TEXT EXTRACT:
++++++++++++++++++++

Add NaturalSpeech2 #35

HeCheng0625 · 2023-12-16T15:46:26Z

Add NaturalSpeech2 models, train, and inference. NS2 predicts latent of encodec, and use decoder of encodec to generate wavform. We also offer a pretrained checkpoint (trained on LibriTTS) for user to inference.

Paper: https://arxiv.org/abs/2304.09116
CKPT: https://huggingface.co/amphion/naturalspeech2_libritts
Demo: https://huggingface.co/spaces/amphion/NaturalSpeech2

HeCheng0625 · 2023-12-17T10:02:24Z

Add NaturalSpeech2 models, train, and inference. NS2 predicts latent of encodec, and use decoder of encodec to generate wavform. We also offer a pretrained checkpoint (trained on LibriTTS) for user to inference.

RMSnow · 2023-12-17T13:17:52Z

Where is the pretrained checkpoint? And are there any generated samples?

lmxue · 2023-12-18T04:28:32Z

egs/tts/NaturalSpeech2/run_inference.sh

Please merge run_inference.sh and run_trian.sh into a single file, i.e., run.sh, and provide a recipe for NaturalSpeech2.

Please merge run_inference.sh and run_trian.sh into a single file, i.e., run.sh, and provide a recipe for NaturalSpeech2.

Same suggestions.

lmxue · 2023-12-18T04:36:28Z

models/tts/naturalspeech2/base_trainer.py

What's the difference between this trainer and TTS trainer in models/tts/base/tts_trainer.py?

Because some initialization is useless for ns2. I don't want to inherit TTS trainer.

lmxue · 2023-12-18T04:40:05Z

models/tts/naturalspeech2/ns2_trainer.py

Why doesn't the NS2 trainer directly inherit TTS trainer (defined in models/tts/base/tts_trainer.py) but instead inherit a newly defined trainer that is similar to the TTS trainer?

++++++++++++++++++++

Excerpts from a pointing dataset
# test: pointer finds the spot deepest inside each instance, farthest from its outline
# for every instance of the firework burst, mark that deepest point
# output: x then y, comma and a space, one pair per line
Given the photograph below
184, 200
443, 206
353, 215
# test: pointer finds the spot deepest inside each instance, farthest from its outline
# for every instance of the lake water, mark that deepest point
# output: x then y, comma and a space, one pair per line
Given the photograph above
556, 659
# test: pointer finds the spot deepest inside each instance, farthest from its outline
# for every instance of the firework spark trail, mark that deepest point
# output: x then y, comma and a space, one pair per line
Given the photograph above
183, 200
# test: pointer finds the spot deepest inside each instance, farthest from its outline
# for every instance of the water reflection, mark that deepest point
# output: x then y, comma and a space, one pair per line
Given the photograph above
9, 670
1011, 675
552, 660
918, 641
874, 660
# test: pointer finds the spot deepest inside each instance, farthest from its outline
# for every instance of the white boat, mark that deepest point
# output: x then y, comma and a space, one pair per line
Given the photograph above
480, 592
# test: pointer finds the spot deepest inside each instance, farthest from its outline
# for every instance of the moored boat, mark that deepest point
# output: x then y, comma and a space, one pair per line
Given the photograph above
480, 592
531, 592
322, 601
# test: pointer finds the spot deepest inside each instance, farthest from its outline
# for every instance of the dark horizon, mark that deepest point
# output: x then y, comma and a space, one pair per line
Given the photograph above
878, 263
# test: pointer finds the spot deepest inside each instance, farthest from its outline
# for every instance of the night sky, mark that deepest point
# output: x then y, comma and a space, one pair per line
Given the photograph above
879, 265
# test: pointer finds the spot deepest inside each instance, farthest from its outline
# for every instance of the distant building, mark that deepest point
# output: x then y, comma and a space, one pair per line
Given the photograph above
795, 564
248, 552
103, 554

++++++++++++++++++++

JOB: Reproduce the NaturalSpeech2 thread word for word between "Paper: https://arxiv.org/abs/2304.09116" and "any generated samples?", inclusive. The records have no connection to the NaturalSpeech2 thread.

FULL RESPONSE:
Paper: https://arxiv.org/abs/2304.09116
CKPT: https://huggingface.co/amphion/naturalspeech2_libritts
Demo: https://huggingface.co/spaces/amphion/NaturalSpeech2

HeCheng0625 · 2023-12-17T10:02:24Z

Add NaturalSpeech2 models, train, and inference. NS2 predicts latent of encodec, and use decoder of encodec to generate wavform. We also offer a pretrained checkpoint (trained on LibriTTS) for user to inference.

RMSnow · 2023-12-17T13:17:52Z

Where is the pretrained checkpoint? And are there any generated samples?